## Supplied passage
_____
# Zilla Viewer



## F16bmathis (Jun 6, 2008)

Am I the only one who didn't know about Zilla Viewer? Uses the DAQ data from the Zilla to give real time dials or guages so you can see what the amps, voltages, rpm, controller temp, ect... Found it at http://www.evgear.com.au/zillaview.html and used it to see my Zilla's temp going nuts. Here's a video of the Zilla Viewer in action with my bad controller: http://www.youtube.com/watch?v=3_zwjuiP42w





 
Anyways, I'm so happy to have found it, I'm just trying to make sure if someone else might want something like it, its here!


----------



## F16bmathis (Jun 6, 2008)

And why can't I get the youtube thing to work? I'm entering the link in between the brackets...


----------



## DIYguy (Sep 18, 2008)

F16bmathis said:


> Am I the only one who didn't know about Zilla Viewer? Uses the DAQ data from the Zilla to give real time dials or guages so you can see what the amps, voltages, rpm, controller temp, ect... Found it at http://www.evgear.com.au/zillaview.html and used it to see my Zilla's temp going nuts. Here's a video of the Zilla Viewer in action with my bad controller: http://www.youtube.com/watch?v=3_zwjuiP42w
> 
> 
> 
> ...
_____
## What is required
In the Zilla Viewer thread, starting at "# Zilla Viewer" and ending at "it, its here!", rename "Zilla Viewer" to "Zilla Monitor" and write out that stretch with the change. The material that comes next has no connection to the Zilla Viewer thread.

## Dataset excerpt
_____
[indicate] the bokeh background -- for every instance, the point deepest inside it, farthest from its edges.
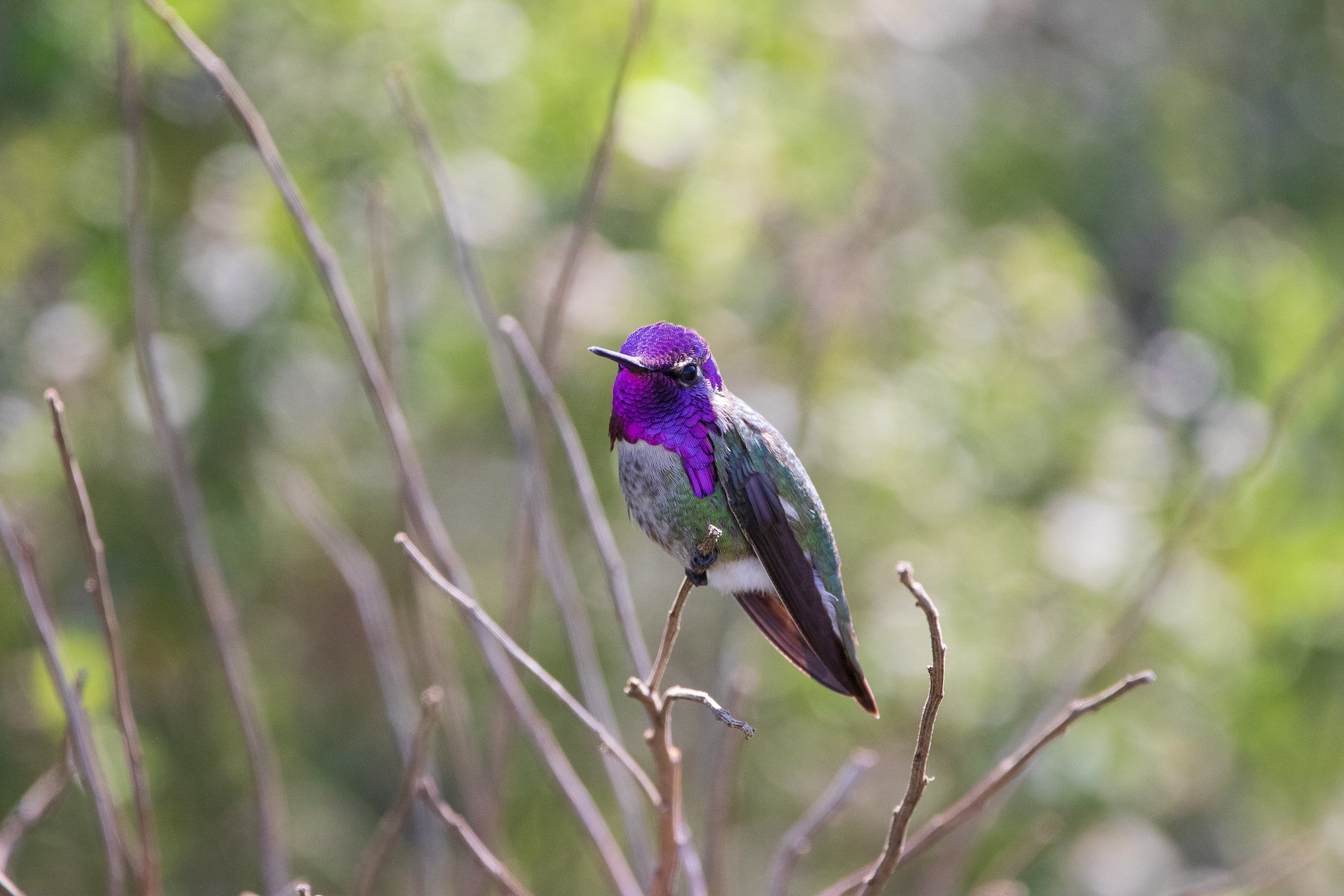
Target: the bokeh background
(1034, 287)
_____
## Written response
# Zilla Monitor



## F16bmathis (Jun 6, 2008)

Am I the only one who didn't know about Zilla Monitor? Uses the DAQ data from the Zilla to give real time dials or guages so you can see what the amps, voltages, rpm, controller temp, ect... Found it at http://www.evgear.com.au/zillaview.html and used it to see my Zilla's temp going nuts. Here's a video of the Zilla Monitor in action with my bad controller: http://www.youtube.com/watch?v=3_zwjuiP42w





 
Anyways, I'm so happy to have found it, I'm just trying to make sure if someone else might want something like it, its here!